Artist

Lmnop

Genre: Pop ,Power Pop ,Lo-Fi ,Indie Pop ,Indie Rock
Origin: U.S.A
Listen on Coda
Stephen Fievet, an Atlanta native who records as LMNOP, employs a deceptively sweet vocal approach and a taste for near-bubblegum melodies that partially conceals the most twisted and perverse sense of humor found anywhere in rock history. Beyond music, Fievet produces the intentionally provocative comic Babysue, creates small handbill posters—including the mid-’90s Internet sensation known as the “missing dog head” poster, a deadpan gag about a poodle named Ling-Ling that was eventually linked to him yet continues circulating among those convinced of its authenticity—and composes starkly autobiographical, intensely personal poetry and prose whose status as either literal confession or elaborate joke remains deliberately ambiguous.

-- Stored entries --

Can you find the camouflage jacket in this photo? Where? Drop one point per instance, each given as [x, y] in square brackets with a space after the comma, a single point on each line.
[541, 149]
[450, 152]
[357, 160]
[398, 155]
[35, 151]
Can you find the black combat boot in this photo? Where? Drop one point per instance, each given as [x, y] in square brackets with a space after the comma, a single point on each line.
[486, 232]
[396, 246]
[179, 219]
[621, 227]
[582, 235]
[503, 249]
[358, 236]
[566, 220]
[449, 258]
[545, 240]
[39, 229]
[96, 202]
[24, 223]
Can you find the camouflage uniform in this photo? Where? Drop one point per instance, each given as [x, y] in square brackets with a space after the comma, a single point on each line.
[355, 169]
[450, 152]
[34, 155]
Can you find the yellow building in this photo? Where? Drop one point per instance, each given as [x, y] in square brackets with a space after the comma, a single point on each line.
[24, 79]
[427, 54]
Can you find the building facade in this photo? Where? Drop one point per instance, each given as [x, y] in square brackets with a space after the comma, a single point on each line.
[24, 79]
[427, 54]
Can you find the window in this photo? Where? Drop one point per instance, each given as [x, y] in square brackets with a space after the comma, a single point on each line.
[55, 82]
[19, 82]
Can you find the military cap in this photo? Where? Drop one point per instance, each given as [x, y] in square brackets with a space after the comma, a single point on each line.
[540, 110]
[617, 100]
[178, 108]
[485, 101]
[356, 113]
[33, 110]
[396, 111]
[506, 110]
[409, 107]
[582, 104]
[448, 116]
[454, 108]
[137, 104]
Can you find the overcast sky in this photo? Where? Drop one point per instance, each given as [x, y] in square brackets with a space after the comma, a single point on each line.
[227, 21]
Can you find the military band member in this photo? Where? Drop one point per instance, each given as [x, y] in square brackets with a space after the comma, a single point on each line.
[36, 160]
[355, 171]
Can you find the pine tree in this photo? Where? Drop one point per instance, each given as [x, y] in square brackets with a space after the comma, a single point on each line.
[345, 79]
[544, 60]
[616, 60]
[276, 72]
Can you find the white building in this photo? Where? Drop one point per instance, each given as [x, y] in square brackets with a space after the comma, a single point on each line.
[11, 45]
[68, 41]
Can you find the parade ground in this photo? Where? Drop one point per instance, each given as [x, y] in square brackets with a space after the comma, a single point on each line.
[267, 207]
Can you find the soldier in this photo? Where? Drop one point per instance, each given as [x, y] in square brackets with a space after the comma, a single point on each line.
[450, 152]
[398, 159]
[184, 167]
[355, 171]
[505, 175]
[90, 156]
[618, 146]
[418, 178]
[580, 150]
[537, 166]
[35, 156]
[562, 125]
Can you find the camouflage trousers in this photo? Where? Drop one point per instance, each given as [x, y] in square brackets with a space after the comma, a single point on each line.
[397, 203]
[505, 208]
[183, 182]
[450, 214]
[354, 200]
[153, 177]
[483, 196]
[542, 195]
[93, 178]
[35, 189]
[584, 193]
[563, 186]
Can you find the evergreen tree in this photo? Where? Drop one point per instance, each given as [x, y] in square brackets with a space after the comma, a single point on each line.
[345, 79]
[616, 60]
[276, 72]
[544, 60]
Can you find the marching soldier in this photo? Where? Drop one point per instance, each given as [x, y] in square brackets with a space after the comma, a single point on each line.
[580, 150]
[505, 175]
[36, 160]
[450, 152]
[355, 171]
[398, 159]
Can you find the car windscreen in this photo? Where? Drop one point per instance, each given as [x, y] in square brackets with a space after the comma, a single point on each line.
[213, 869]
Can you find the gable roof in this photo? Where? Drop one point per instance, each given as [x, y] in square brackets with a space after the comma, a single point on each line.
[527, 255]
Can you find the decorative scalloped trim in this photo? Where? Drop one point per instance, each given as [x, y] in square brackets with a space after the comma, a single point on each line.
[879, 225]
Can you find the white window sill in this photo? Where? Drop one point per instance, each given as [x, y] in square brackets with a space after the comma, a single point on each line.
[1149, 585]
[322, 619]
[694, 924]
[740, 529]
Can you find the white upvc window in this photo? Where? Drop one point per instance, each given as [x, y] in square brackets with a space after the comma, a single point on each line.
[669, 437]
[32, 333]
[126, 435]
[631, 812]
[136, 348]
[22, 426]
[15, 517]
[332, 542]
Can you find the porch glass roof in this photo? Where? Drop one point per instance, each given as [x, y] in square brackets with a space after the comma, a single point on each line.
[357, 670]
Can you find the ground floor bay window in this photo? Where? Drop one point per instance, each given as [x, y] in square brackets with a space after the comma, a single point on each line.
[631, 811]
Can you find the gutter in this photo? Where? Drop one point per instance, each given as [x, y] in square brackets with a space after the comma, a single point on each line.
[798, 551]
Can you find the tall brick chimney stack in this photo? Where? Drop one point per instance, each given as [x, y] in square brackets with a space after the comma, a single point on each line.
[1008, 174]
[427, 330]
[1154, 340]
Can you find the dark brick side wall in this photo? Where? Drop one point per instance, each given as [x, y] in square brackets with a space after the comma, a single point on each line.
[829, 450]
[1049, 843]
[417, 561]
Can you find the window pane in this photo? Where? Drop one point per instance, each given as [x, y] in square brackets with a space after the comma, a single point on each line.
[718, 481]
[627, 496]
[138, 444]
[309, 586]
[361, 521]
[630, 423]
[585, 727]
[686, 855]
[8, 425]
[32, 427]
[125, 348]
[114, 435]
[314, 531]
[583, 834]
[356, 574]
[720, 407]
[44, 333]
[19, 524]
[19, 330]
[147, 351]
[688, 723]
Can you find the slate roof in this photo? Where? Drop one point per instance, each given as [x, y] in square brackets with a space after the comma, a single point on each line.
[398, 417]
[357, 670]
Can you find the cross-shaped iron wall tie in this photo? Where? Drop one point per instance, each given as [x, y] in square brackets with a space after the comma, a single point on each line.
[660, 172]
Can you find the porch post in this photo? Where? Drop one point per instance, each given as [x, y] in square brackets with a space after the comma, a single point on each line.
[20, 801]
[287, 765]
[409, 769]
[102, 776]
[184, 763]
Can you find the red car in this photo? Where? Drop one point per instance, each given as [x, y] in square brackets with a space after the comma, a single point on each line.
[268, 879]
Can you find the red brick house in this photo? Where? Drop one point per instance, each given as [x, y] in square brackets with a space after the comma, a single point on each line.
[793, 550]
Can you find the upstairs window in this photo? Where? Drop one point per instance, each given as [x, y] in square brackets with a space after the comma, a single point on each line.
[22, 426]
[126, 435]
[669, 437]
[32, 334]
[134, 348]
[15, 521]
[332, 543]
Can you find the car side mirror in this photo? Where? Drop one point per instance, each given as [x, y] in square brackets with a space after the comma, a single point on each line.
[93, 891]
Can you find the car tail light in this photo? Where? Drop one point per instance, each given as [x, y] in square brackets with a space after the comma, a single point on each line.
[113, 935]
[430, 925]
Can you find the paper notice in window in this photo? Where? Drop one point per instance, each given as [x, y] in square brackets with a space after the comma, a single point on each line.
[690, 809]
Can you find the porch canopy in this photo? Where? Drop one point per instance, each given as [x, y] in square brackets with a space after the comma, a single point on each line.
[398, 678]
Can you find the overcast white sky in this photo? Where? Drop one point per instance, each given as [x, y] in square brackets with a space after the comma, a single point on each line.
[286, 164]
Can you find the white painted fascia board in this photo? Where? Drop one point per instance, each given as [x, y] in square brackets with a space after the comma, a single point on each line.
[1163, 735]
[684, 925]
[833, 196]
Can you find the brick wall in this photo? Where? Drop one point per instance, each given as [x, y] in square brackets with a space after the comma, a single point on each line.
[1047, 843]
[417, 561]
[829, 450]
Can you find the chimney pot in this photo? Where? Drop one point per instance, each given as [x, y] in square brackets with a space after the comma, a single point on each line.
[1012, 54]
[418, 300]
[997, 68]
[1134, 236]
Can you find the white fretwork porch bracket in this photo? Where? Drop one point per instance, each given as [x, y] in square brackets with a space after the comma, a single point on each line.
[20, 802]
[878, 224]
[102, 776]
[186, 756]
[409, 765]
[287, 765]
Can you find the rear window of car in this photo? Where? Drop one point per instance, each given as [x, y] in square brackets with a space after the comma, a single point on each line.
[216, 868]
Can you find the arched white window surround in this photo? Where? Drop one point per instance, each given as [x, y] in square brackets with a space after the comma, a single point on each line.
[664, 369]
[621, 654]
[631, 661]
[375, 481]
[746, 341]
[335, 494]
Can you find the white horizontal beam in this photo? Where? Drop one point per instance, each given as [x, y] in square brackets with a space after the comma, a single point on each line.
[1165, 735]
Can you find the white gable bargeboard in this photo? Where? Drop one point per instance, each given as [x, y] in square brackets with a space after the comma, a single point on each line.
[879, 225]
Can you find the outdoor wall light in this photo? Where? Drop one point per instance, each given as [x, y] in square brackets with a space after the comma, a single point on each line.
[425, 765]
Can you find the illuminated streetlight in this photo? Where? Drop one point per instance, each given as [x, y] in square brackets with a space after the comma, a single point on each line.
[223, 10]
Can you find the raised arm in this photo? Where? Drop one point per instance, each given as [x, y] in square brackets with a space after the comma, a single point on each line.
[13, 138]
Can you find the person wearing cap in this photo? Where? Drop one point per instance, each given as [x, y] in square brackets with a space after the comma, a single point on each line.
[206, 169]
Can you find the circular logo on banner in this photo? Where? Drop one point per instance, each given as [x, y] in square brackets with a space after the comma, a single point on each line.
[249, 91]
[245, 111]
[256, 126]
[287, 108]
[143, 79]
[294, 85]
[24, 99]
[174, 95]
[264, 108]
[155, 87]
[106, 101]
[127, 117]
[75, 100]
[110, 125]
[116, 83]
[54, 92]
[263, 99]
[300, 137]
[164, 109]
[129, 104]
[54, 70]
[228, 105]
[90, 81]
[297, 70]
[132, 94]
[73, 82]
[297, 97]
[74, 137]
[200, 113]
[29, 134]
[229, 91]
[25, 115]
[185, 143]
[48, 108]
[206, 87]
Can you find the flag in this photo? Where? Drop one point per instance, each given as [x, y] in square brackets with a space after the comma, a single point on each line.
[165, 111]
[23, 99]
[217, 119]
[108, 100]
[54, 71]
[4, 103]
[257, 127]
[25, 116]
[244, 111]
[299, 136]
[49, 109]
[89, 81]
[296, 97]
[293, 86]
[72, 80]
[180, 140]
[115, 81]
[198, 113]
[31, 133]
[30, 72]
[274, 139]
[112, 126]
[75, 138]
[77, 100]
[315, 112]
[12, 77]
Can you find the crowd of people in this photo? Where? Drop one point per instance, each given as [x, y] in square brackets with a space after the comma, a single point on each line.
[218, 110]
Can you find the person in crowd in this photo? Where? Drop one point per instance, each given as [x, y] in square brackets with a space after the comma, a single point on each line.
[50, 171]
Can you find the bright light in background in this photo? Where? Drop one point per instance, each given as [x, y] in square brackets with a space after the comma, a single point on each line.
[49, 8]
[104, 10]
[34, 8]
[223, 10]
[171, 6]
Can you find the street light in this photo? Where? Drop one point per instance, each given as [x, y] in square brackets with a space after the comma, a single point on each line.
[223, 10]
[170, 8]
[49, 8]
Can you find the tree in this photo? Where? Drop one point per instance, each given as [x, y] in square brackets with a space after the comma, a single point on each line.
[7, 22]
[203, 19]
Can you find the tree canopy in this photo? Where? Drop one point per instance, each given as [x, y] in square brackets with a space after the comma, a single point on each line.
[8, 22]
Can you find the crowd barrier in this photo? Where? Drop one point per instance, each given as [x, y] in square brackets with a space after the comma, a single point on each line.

-- Try it --
From the LMNOP artist profile, list every genre given for the artist.

-- Output below --
Pop, Power Pop, Lo-Fi, Indie Pop, Indie Rock